*YOUR INSTRUCTIONS*
Reproduce the part of the entries that opens at the very start and closes with the line containing "Target: green grass field", swapping "integer" for "whole-number" and keeping everything else unchanged.

********

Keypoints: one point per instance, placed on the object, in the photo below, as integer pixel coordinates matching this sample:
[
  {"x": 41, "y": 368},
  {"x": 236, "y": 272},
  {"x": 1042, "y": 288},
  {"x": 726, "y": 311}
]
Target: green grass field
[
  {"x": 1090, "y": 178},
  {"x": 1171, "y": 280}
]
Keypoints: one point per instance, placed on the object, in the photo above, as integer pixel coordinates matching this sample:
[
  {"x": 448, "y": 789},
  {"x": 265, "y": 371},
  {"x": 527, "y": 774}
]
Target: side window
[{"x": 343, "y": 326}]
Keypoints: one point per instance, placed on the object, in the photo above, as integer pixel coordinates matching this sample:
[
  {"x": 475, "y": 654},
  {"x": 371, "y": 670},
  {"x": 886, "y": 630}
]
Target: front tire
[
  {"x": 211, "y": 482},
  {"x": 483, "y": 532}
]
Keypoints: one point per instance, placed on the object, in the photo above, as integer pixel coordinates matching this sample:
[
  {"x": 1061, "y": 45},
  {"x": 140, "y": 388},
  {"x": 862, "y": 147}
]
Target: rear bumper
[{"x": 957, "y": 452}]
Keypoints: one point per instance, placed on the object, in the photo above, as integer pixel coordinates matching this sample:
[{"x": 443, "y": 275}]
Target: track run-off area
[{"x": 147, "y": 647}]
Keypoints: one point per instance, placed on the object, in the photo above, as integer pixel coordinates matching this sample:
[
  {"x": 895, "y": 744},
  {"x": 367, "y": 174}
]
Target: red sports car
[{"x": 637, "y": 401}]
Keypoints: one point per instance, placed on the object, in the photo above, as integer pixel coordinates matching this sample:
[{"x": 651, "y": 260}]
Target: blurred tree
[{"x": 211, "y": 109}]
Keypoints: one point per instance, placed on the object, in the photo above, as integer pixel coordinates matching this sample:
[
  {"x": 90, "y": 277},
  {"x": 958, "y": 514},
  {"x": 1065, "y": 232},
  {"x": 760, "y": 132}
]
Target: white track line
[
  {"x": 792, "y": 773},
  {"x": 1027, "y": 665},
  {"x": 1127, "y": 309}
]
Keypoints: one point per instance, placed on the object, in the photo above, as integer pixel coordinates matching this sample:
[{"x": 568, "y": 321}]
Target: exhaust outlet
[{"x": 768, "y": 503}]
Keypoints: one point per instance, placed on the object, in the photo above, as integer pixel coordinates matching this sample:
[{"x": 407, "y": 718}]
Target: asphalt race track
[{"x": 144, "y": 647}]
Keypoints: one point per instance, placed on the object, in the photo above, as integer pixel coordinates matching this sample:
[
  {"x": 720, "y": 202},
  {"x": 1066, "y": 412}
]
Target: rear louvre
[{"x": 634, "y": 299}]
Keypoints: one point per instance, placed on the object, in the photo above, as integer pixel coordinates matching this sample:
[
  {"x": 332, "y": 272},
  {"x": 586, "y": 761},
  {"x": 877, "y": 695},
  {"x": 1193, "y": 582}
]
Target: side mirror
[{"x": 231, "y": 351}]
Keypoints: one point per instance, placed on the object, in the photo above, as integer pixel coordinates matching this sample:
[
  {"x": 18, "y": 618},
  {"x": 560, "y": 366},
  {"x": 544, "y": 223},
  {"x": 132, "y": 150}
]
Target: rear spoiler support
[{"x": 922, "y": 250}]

********

*THE REPLY*
Keypoints: one point per instance, placed on the object, in the photo below, as whole-number pixel coordinates matching this sample:
[
  {"x": 41, "y": 368},
  {"x": 236, "y": 272},
  {"x": 1042, "y": 288},
  {"x": 726, "y": 311}
]
Target: green grass field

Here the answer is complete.